Problem description: Extract verbatim the lines of the listing below, beginning with the line that contains "In this exercise you will mark each instance of the fingers" and continuing through the final line of the listing, with both of those lines included.

Point-based annotation data:
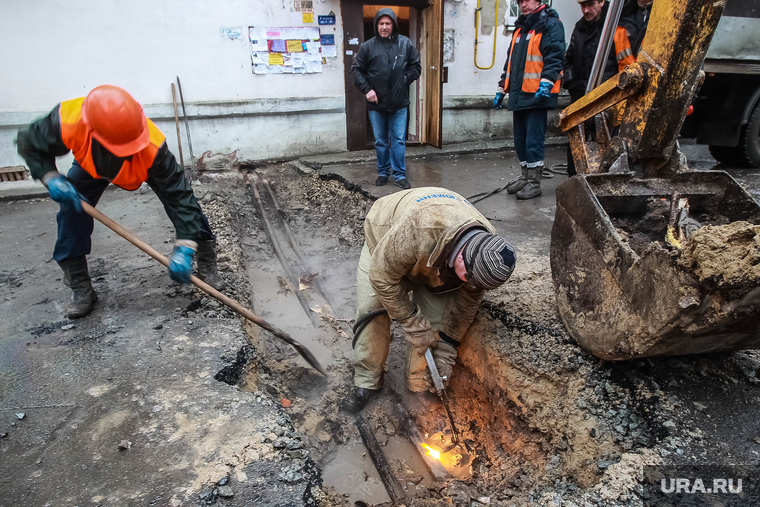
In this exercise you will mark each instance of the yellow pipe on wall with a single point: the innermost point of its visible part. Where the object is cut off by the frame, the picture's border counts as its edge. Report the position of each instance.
(477, 20)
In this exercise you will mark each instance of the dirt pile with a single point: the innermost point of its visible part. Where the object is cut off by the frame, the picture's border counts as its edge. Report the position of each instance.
(725, 256)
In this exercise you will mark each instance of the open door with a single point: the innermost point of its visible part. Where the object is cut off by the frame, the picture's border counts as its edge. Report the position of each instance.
(432, 74)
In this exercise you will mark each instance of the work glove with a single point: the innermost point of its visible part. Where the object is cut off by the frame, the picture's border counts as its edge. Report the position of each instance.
(62, 191)
(418, 331)
(544, 89)
(444, 355)
(498, 99)
(181, 263)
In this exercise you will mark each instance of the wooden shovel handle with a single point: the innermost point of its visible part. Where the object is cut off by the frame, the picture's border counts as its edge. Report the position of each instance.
(231, 303)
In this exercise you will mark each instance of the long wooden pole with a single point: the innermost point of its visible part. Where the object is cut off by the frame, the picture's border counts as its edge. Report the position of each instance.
(176, 123)
(231, 303)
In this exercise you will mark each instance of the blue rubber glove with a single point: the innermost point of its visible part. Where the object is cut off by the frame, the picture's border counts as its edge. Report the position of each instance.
(181, 264)
(544, 90)
(497, 101)
(63, 192)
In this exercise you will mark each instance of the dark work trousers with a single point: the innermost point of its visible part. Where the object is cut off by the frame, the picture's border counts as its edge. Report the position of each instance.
(75, 229)
(529, 128)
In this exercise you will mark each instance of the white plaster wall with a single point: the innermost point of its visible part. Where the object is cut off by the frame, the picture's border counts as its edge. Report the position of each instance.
(54, 49)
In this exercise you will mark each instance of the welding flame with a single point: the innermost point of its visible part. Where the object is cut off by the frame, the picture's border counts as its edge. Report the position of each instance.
(432, 452)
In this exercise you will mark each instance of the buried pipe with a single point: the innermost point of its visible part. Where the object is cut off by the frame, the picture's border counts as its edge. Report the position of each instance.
(251, 182)
(378, 458)
(295, 245)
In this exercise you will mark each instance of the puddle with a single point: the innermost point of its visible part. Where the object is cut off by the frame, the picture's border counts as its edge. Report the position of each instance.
(352, 472)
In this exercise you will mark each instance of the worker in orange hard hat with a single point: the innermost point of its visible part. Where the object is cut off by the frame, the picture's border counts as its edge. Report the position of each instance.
(112, 142)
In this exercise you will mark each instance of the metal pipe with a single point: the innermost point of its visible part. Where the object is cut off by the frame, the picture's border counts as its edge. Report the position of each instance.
(269, 230)
(495, 36)
(605, 42)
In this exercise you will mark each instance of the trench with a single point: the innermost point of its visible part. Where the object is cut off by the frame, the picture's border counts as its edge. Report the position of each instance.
(515, 445)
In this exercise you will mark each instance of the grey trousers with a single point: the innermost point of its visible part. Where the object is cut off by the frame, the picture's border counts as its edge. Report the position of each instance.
(372, 345)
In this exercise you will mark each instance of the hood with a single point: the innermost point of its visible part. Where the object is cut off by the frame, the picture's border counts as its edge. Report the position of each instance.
(584, 25)
(541, 14)
(386, 12)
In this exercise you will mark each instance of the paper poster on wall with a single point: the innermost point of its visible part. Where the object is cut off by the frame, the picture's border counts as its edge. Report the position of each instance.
(286, 50)
(329, 51)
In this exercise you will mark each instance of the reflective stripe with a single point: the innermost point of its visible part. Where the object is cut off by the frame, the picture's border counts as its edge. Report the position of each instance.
(624, 53)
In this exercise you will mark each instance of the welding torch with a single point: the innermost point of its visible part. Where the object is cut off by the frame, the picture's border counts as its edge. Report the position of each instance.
(441, 390)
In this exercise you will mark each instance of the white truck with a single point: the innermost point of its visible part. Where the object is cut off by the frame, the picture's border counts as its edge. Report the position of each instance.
(727, 107)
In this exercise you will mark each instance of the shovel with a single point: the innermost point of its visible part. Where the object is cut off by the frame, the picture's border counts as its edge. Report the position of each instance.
(231, 303)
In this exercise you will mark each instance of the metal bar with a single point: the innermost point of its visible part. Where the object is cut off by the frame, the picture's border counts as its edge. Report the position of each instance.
(378, 458)
(176, 123)
(187, 128)
(495, 37)
(605, 42)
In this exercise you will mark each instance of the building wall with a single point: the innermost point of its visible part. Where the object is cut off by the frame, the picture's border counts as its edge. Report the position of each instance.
(53, 50)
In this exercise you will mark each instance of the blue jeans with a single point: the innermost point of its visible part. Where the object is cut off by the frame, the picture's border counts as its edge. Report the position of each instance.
(75, 229)
(389, 128)
(529, 127)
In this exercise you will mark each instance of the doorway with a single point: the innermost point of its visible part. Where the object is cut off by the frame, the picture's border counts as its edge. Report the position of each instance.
(408, 25)
(422, 22)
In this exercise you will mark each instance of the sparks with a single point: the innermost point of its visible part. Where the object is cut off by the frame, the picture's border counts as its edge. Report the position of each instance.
(432, 452)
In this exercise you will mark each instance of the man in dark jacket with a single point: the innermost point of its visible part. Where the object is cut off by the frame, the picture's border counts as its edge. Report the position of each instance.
(112, 142)
(531, 77)
(383, 69)
(579, 58)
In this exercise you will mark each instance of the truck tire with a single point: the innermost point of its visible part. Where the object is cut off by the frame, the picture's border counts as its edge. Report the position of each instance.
(749, 141)
(729, 155)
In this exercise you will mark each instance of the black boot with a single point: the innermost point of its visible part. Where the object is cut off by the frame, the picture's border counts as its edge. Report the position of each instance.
(77, 278)
(533, 187)
(358, 399)
(206, 257)
(518, 183)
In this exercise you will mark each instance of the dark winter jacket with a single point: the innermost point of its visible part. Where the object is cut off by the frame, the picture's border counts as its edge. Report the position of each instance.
(544, 21)
(41, 142)
(579, 58)
(387, 66)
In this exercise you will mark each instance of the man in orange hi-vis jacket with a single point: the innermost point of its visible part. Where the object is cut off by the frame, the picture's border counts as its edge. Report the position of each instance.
(112, 142)
(531, 78)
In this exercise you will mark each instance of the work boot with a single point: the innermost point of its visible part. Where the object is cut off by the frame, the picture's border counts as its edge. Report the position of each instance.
(77, 278)
(533, 186)
(206, 256)
(518, 183)
(358, 399)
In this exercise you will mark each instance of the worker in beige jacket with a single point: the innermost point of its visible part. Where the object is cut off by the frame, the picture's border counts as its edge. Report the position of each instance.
(434, 243)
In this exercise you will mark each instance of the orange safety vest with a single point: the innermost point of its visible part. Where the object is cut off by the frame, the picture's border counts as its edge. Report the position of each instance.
(623, 51)
(78, 139)
(534, 63)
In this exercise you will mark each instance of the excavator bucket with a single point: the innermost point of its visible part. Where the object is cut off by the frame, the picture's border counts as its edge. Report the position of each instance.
(626, 288)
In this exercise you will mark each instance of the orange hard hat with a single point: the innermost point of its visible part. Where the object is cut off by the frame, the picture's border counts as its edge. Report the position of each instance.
(116, 120)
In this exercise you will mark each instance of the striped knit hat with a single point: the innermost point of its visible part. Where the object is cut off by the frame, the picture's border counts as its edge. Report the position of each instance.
(489, 260)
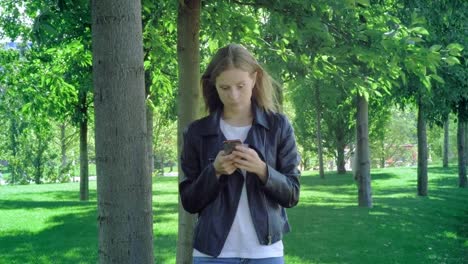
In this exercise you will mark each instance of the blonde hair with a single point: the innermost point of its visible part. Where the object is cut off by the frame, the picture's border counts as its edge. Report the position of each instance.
(237, 57)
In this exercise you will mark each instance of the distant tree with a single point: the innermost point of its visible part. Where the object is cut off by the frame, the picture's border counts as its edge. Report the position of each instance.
(188, 47)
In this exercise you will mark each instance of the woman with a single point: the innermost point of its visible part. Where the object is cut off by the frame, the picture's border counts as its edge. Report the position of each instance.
(239, 197)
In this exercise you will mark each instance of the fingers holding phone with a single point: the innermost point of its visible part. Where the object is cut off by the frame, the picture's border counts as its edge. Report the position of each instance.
(224, 164)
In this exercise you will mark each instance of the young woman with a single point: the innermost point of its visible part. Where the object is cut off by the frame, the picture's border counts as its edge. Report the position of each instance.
(239, 197)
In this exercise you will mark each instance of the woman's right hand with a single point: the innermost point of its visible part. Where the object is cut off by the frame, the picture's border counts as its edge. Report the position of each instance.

Finished task:
In this exercise you will mark each instance of the fingers holding phone with a single point: the innermost point of its visible part. Where the object is cut off by the frame, the picture's border counts as its edge. Report the position of each instance.
(224, 164)
In this exercise you will mark each instance of the young woman with a single point: the innermost point of its visible part. Where the object is cut off by the frame, the picture's border counts as its edge. Report the position of each instance.
(239, 197)
In this exercise you will mark each instance of the woman's right hand with a single point: the innermost point of its visible part. Where the object is cut off by the frame, the picture's border counts as its edge. Report the position of each instance.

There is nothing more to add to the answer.